_What the exercise asks_
Copy out the records below, from the line with "Could you please outline every instance of the shallow" up to and including the line with "Please outline every instance of the shallow water.", leaving out any pictures.

_Extracted data_
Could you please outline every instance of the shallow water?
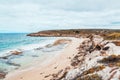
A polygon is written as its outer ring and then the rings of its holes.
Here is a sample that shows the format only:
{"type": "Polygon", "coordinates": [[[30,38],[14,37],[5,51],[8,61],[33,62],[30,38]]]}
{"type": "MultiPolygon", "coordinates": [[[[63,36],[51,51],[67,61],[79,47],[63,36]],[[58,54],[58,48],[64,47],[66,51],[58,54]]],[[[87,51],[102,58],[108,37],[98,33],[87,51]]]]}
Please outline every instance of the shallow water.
--
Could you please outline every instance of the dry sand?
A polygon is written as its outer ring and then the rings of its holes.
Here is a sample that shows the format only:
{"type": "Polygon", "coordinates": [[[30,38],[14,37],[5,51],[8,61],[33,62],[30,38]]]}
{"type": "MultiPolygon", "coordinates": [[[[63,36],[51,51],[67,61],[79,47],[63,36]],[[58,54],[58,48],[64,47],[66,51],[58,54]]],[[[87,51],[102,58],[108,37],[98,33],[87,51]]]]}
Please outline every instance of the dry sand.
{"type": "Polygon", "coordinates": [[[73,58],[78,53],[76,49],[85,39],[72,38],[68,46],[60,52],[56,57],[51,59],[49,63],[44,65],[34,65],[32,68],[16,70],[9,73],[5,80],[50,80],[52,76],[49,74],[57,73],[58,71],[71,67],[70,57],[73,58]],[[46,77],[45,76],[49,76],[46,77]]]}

_Exercise solution_
Could you please outline every instance of the shallow water?
A polygon is written as its outer ring and then the rings of its holes.
Here is a sample that shows the format only:
{"type": "Polygon", "coordinates": [[[30,38],[14,37],[5,51],[8,61],[33,62],[30,38]]]}
{"type": "MultiPolygon", "coordinates": [[[[63,36],[51,51],[67,61],[79,47],[63,36]],[[58,54],[58,48],[64,47],[66,51],[58,54]]],[[[87,51],[102,58],[108,37],[98,33],[87,51]]]]}
Please outline every instance of the shallow water.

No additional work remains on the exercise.